PASSAGE TO READ →
----------------

The 2016 BRDC British F3 Championship is a motor racing championship for open wheel, formula racing cars held across England and, for the first time, Belgium. The 2016 season will be the first one under the BRDC British F3 denomination. The championship features professional motor racing teams, and will also feature the debut of the new 2-litre 230-bhp Tatuus-Cosworth single seat race car in the main series, a car that was first used in the 2015 BRDC Formula 4 Autumn Trophy. The season will begin at Snetterton 300 on 27 March and will end on 11 September at Donington Park, after eight triple header events for a total of twenty-four races.

Teams and drivers
All teams are British-registered. Both Carlin and Double R Racing will make their debut in the series, along with Fortec who already entered the 2015 BRDC F4 Autumn Trophy.

Race calendar and results
 
The calendar was published on 27 October 2015. The series will support British GT at nearly all events, with the exception being the season-opening Snetterton 300 round. For the first time, the series will travel abroad, having a round at Spa-Francorchamps in Belgium.

Championship standings
Scoring system
Points were awarded to the top 20 classified finishers in all races.

----------------

COLLECTED DATA →
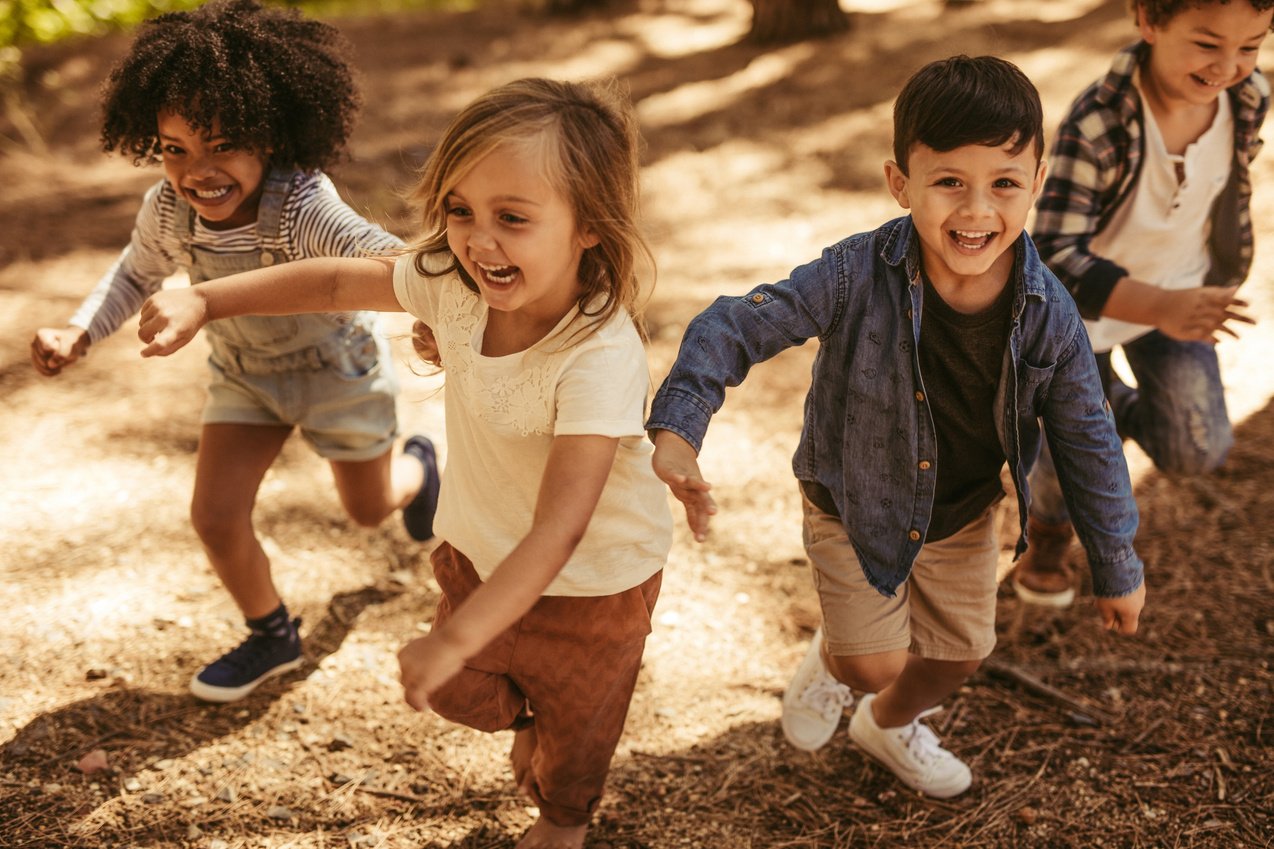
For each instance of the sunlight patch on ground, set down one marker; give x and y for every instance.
(692, 101)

----------------

SET OF TASKS →
- A) According to the passage on the 2016 BRDC British F3 Championship, on what date was the calendar published?
- B) Decide whether each statement agrees with the passage on the 2016 BRDC British F3 Championship, answering yes or no and quoting the words that decide it: (i) The season ends at Donington Park. (ii) The series supports British GT at the season-opening Snetterton 300 round. (iii) Points go to the top 10 classified finishers.
- C) Transcribe the part of the passage on the 2016 BRDC British F3 Championship between "Teams and drivers" and "in all races.", inclusive.

SOLUTIONS TO THE TASKS →
- A) 27 October 2015

- B)
(i) Yes: "will end on 11 September at Donington Park"
(ii) No: "with the exception being the season-opening Snetterton 300 round"
(iii) No: "Points were awarded to the top 20 classified finishers in all races."

- C)
Teams and drivers
All teams are British-registered. Both Carlin and Double R Racing will make their debut in the series, along with Fortec who already entered the 2015 BRDC F4 Autumn Trophy.

Race calendar and results
 
The calendar was published on 27 October 2015. The series will support British GT at nearly all events, with the exception being the season-opening Snetterton 300 round. For the first time, the series will travel abroad, having a round at Spa-Francorchamps in Belgium.

Championship standings
Scoring system
Points were awarded to the top 20 classified finishers in all races.